SUPPLIED TEXT:
──────────
[talks] Wed Jun 14 10:30am talk on overlay networks

Jennifer Rexford jrex at CS.Princeton.EDU
Tue Jun 13 20:50:13 EDT 2006


Reminder...

TALK ANNOUNCEMENT

Speaker: Professor John Chi-Shing Lui, Chinese University of Hong Kong
Title: On the Interaction of Multiple Overlay Routing
Date/time: 10:30am-11:30am on Wednesday June 14
Location: room 105 in the CS building (i.e., the small auditorium)

Abstract: 

In the past few years, overlay networks have received much attention but
there has been little study on the ``interaction'' of
multiple, co-existing overlays on top of a physical network.
In addition to previously introduced concept of overlay routing
strategy such as the selfish routing, we
introduce a new strategy called ``overlay optimal routing''.  
Under this routing policy, the overlay seeks to minimize its 
weighted average delay by splitting its traffic onto multiple paths.
──────────
Entries taken from a collection:
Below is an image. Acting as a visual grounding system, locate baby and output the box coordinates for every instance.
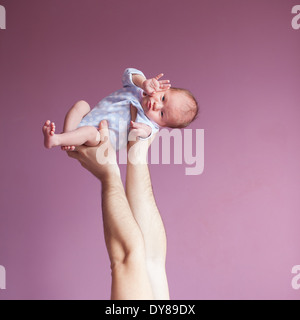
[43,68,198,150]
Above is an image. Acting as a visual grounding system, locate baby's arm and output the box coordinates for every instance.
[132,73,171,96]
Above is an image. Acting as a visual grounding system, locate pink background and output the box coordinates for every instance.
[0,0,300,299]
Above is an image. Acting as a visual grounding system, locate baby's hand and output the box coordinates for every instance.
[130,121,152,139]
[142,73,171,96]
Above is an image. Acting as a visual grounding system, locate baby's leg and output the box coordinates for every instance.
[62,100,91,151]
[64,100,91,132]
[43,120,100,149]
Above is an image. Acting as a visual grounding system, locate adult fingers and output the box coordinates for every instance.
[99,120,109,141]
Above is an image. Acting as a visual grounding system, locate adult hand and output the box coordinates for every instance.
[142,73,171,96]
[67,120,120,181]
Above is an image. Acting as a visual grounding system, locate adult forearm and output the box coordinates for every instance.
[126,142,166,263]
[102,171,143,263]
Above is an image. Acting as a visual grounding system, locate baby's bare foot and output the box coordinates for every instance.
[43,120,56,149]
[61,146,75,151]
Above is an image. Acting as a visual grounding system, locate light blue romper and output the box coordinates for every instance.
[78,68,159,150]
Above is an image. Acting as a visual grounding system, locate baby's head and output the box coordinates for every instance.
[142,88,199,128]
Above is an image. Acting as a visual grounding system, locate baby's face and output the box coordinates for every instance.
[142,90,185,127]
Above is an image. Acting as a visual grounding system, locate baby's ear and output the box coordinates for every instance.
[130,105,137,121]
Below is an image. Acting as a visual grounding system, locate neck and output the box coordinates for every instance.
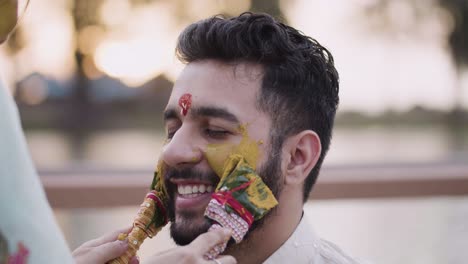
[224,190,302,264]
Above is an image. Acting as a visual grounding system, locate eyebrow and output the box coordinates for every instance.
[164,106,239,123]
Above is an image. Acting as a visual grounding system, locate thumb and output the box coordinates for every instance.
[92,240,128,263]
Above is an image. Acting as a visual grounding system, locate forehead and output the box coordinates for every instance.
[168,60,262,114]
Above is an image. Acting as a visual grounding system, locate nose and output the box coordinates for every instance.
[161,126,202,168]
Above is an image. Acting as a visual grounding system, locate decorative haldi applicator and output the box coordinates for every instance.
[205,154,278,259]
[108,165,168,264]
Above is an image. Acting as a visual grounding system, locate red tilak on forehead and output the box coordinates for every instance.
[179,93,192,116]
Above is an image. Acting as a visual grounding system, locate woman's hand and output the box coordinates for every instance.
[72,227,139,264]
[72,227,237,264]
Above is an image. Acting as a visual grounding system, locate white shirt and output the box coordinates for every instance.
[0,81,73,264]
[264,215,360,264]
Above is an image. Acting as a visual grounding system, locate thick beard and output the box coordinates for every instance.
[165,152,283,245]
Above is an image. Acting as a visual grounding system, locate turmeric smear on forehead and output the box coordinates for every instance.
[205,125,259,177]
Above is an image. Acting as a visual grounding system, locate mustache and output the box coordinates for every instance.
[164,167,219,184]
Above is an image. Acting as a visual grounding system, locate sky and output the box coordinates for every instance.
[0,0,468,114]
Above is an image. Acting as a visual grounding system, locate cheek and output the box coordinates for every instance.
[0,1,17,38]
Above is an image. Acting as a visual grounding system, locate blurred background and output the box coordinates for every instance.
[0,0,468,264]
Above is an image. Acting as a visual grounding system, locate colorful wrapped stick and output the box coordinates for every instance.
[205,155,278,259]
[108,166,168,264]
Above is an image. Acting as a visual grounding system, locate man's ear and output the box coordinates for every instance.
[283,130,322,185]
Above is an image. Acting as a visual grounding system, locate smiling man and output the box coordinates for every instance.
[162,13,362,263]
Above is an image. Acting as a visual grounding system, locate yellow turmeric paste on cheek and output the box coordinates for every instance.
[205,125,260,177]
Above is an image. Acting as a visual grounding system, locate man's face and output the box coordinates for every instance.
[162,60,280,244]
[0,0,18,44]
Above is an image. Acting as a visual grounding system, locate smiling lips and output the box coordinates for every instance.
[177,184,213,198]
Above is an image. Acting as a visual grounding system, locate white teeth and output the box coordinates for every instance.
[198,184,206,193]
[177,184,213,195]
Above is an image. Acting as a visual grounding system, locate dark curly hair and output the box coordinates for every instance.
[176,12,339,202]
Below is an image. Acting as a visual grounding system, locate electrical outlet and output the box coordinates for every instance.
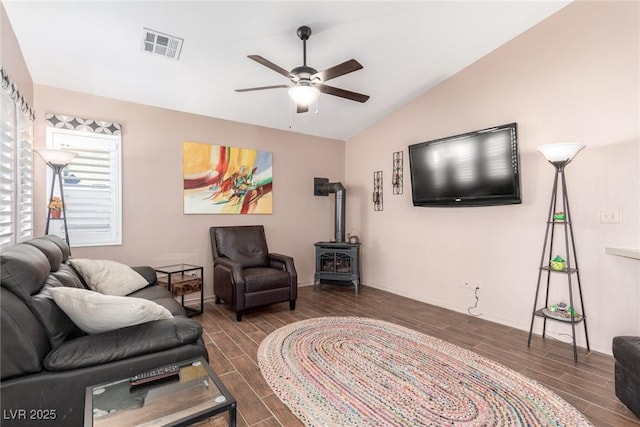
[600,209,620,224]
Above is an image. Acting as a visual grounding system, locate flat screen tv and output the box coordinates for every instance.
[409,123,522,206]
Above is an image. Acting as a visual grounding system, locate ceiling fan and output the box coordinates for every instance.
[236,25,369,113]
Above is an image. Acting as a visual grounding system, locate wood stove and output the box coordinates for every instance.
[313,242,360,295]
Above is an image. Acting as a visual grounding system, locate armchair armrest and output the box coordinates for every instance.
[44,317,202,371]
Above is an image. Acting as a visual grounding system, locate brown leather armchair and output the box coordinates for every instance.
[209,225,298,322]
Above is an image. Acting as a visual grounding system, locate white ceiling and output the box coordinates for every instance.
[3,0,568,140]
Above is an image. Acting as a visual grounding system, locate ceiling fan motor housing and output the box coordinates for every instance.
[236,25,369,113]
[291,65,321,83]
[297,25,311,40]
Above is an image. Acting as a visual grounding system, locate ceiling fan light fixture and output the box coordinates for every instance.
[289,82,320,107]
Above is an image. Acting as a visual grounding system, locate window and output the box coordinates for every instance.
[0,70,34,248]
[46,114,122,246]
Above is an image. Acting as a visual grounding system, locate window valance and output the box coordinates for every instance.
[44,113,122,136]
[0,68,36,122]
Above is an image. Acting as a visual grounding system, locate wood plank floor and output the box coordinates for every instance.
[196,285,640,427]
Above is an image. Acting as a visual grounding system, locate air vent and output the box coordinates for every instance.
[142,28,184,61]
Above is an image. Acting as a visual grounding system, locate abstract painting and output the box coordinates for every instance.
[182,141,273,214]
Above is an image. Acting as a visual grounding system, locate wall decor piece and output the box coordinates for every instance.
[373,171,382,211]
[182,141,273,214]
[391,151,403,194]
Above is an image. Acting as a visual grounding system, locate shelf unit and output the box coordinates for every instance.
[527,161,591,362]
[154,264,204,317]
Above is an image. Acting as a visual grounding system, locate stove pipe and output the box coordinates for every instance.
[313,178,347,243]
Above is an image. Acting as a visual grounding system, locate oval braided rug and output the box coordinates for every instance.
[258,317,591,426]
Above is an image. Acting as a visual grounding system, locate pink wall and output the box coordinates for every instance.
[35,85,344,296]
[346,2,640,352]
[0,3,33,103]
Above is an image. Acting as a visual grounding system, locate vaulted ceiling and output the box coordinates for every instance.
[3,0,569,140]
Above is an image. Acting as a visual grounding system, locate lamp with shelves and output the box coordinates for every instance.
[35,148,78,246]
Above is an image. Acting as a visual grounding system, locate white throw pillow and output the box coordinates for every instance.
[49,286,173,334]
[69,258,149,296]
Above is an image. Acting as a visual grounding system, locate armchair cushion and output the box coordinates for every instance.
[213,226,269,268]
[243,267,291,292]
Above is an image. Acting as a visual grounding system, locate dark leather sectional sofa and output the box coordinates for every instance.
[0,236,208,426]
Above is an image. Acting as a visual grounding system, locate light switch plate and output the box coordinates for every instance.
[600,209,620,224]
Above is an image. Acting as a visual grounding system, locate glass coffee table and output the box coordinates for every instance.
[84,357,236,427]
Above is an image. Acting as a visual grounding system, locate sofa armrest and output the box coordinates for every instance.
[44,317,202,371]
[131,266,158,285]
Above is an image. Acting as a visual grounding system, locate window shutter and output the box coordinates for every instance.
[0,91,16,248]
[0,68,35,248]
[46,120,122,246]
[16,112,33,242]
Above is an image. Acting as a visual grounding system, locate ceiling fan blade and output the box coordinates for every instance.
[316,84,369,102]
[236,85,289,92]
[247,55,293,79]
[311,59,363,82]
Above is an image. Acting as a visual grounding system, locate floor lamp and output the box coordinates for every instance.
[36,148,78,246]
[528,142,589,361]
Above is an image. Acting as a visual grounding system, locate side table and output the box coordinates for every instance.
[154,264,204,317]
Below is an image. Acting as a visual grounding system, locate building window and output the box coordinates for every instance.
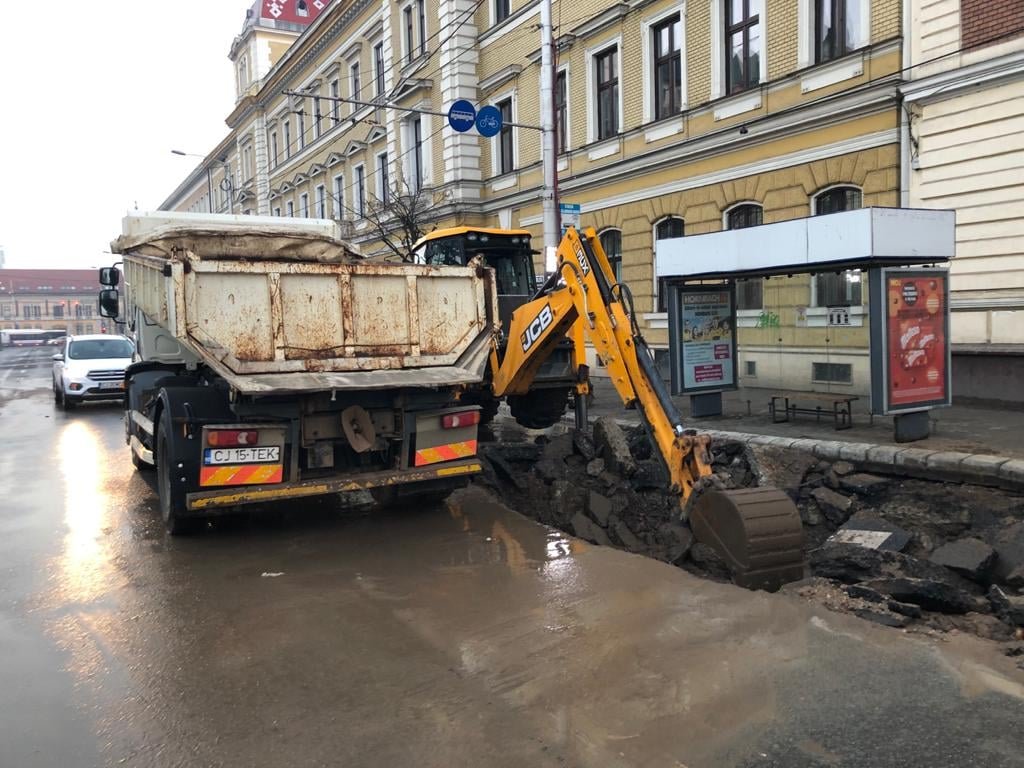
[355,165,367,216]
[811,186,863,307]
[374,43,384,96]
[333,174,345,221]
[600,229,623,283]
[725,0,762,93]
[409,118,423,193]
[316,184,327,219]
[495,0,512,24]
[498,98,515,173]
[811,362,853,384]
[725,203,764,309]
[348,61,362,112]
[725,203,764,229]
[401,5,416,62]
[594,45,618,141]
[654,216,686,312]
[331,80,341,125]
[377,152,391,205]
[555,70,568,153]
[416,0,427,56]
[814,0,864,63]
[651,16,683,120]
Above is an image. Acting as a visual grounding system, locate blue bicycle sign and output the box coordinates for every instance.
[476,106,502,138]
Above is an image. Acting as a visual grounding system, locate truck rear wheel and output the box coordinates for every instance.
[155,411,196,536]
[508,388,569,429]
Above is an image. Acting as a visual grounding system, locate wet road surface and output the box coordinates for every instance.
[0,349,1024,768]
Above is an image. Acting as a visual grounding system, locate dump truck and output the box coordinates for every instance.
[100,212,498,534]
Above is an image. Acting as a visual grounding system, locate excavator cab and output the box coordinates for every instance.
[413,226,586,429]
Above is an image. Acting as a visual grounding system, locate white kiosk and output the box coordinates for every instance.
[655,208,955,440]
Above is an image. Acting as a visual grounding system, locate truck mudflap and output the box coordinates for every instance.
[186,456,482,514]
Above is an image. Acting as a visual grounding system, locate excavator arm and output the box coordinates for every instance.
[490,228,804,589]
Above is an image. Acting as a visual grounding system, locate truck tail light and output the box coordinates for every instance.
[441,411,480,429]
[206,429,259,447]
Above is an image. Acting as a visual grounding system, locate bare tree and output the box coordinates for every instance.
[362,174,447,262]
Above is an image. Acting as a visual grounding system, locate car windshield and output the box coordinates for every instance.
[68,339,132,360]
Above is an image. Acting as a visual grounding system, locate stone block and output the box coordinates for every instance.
──────────
SHORT EXERCISE 1: Show each line of the records that contains the string "wall", treating case as significant.
SHORT EXERCISE 2: Proceed with the overlay routing talk announcement, picking up after its last sentence.

TASK OUTPUT 1:
Above is an image. Acting as a visual grounding system, locate wall decor piece and output the box coordinates for every instance.
Above is an image. Acting as a visual grounding system, locate pink wall and output the box coordinates for every instance.

TASK OUTPUT 2:
We establish that 
(i) the overlay optimal routing can achieve better delay
compared to selfish routing, and 
(ii) there exists a Nash equilibrium when multiple overlays adopt this
strategy.
Although an equilibrium point exists for overlay optimal routing and 
possibly for selfish routing, we show that the interaction 
of multiple overlay routing may not be Pareto optimal and 
that some fairness anomalies of resource allocation may occur.
This is worthy of attention since overlay may not know the 
existence of other overlays and they will continue to 
operate at this sub-optimal point.  We explore two pricing schemes 
to resolve the above issues.  We show that by incorporating a 
proper pricing scheme, the overlay routing game can be led 
to the desired equilibrium and avoid the problems mentioned above.
Extensive fluid-based simulations are performed to support the
theoretical claims.


The collaborators of this work include Joe W.J. Jiang and Dah-Ming Chiu.

Bio:

John Chi-Shing Lui was born in Hong Kong. He received his Ph.d. 
in Computer Science from UCLA. After his graduation, 
he joined the IBM Almaden Research Laboratory/San Jose Laboratory 
and participated in various R&D projects on file systems and 
parallel I/O architectures. He later joined 
the Department of Computer Science and Engineering at 
the Chinese University of Hong Kong.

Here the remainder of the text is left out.